**Consignes de l'exercice**
A - D'après le texte extrait, pourquoi est-il pertinent d'investir dans les transports collectifs ? Répondez en une à trois phrases.
B - Répondez à ces questions à partir du texte extrait :
(i) Selon les données hospitalières montréalaises, quel pourcentage des cyclistes ayant subi un TCC ont été blessés sur une artère ?
(ii) Combien d'études canadiennes la DSP cite-t-elle au sujet des taux de blessures à la tête selon les provinces ?
(iii) Aux Pays-Bas, combien de fois plus faible qu'aux États-Unis est le risque de décès par kilomètre parcouru ?
C - Recopiez mot pour mot, dans le texte extrait, le passage qui s'ouvre sur les mots contenant « Port du casque à » et se termine par « à l’échelle internationale. ».

**Texte extrait**
_____
L’aménagement du territoire et la conception de la chaussée ont donc une grande influence sur la fréquence et la gravité des traumatismes routiers. Par exemple, selon les données hospitalières montréalaises, la majorité des piétons (62 %), des cyclistes (66 %), des motocyclistes (53 %) et des occupants de véhicules (70 %) ayant subi un traumatisme craniocérébral (TCC) ont été blessés sur une artère, là où le volume et la vitesse des véhicules sont plus élevés.
« La réduction de la vitesse des véhicules par des aménagements appropriés réduit le nombre de décès et de blessures graves pour tous les usagers de la route, incluant les piétons et les cyclistes. »
Blessures à la tête associées aux types de déplacement
À Montréal, les cyclistes et les piétons, qui habitent dans le centre-ville et les quartiers centraux, représentent la majorité des hospitalisations d’usagers de la route ayant subi un TCC. Par contre, dans les banlieues et les couronnes, ce sont les automobilistes qui représentent la majorité des hospitalisations d’usagers de la route ayant subi un TCC. Il existe donc une étroite corrélation entre le mode de transport utilisé et le taux per capita d’hospitalisations d’usagers de la route. Pour le résumer, que l’on soit automobiliste, cycliste ou piéton, plus nos déplacements nous exposent à la présence de voitures et de camions, plus les risques sont grands de subir un TCC. D’où la grande pertinence d’investir dans les transports collectifs afin de diminuer le volume des véhicules automobiles.
« Les déplacements effectués en transport collectif sont beaucoup plus sécuritaires qu’en automobile, tant pour les occupants de véhicules que pour les autres usagers, piétons et cyclistes. »
Port du casque à vélo
Il est bien sûr recommandé de porter un casque à vélo. Toutefois, une législation sur le port obligatoire du casque à vélo (LPOCV) n’aurait pas vraiment d’impact sur le nombre de TCC. La DSP cite, à ce chapitre, 2 études canadiennes montrant que les taux de blessures à la tête ne diffèrent pas de manière significative entre les provinces qui ont imposé une LPOCV et celles qui, comme le Québec, n’en ont pas. Ce même constat ressort d’une revue de la littérature à l’échelle internationale.
Il est toutefois intéressant de souligner que dans les pays industrialisés où l’usage du vélo est le plus fréquent, comme les Pays-Bas, le Danemark et l'Allemagne, le port du casque est peu fréquent et il n’est pas obligatoire. Ces pays ont plutôt opté pour des stratégies environnementales comme, bien sûr, l’implantation de vastes réseaux de pistes cyclables. À titre d’exemple, aux Pays-Bas, le risque de décès par kilomètre parcouru est 5 fois plus faible qu’aux États-Unis, alors que seulement environ 1 % des adultes et 3 à 5 % des enfants portent le casque à vélo.
Dans un mémoire présenté à la consultation publique de la SAAQ en février 2017, le Directeur de la santé publique de Montréal a notamment écrit : « Une réallocation de l’espace et des ressources financières dédiés actuellement à l’automobile en faveur des transports actifs et collectif serait bénéfique non seulement pour l’amélioration de la sécurité routière, mais aussi pour d’autres problèmes de santé publique associés à la pollution de l’air, à l’inactivité physique, aux gaz à effet de serre (GES), etc. »
_____
**Données fournies**
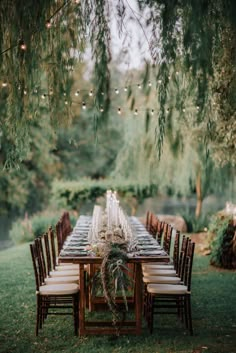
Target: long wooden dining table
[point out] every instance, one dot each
(88, 327)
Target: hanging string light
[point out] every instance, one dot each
(22, 45)
(48, 24)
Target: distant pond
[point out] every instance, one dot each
(159, 205)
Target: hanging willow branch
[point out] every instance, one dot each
(114, 278)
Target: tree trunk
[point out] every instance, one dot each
(198, 209)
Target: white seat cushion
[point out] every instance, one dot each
(157, 267)
(162, 279)
(167, 289)
(59, 289)
(65, 263)
(154, 272)
(64, 273)
(67, 267)
(58, 280)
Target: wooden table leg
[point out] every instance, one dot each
(138, 298)
(82, 302)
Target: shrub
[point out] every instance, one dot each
(72, 194)
(24, 230)
(196, 225)
(223, 247)
(21, 231)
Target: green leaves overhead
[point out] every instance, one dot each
(40, 42)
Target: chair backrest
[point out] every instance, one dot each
(51, 238)
(59, 236)
(176, 250)
(182, 257)
(160, 229)
(50, 266)
(42, 258)
(37, 264)
(167, 238)
(189, 265)
(147, 222)
(66, 225)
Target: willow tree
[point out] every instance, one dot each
(40, 42)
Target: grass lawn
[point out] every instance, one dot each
(213, 304)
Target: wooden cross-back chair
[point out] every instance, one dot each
(52, 298)
(173, 298)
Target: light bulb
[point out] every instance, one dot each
(22, 45)
(48, 24)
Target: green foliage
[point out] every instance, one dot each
(224, 245)
(18, 311)
(71, 194)
(24, 230)
(195, 225)
(187, 37)
(21, 231)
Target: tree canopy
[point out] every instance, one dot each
(41, 42)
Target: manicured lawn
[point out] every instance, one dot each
(213, 304)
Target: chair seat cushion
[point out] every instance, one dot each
(61, 280)
(64, 273)
(67, 267)
(59, 289)
(157, 267)
(156, 272)
(167, 289)
(162, 279)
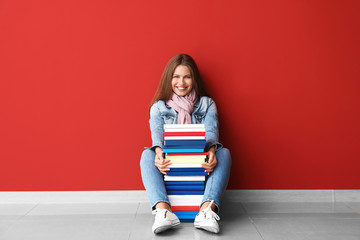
_____
**Réponses de l'exercice**
A - Que l'on soit automobiliste, cycliste ou piéton, plus nos déplacements nous exposent à la présence de voitures et de camions, plus le risque de subir un TCC est grand. Investir dans les transports collectifs permet de diminuer le volume des véhicules automobiles.

B -
(i) 66 %
(ii) 2 études
(iii) 5 fois

C -
Port du casque à vélo
Il est bien sûr recommandé de porter un casque à vélo. Toutefois, une législation sur le port obligatoire du casque à vélo (LPOCV) n’aurait pas vraiment d’impact sur le nombre de TCC. La DSP cite, à ce chapitre, 2 études canadiennes montrant que les taux de blessures à la tête ne diffèrent pas de manière significative entre les provinces qui ont imposé une LPOCV et celles qui, comme le Québec, n’en ont pas. Ce même constat ressort d’une revue de la littérature à l’échelle internationale.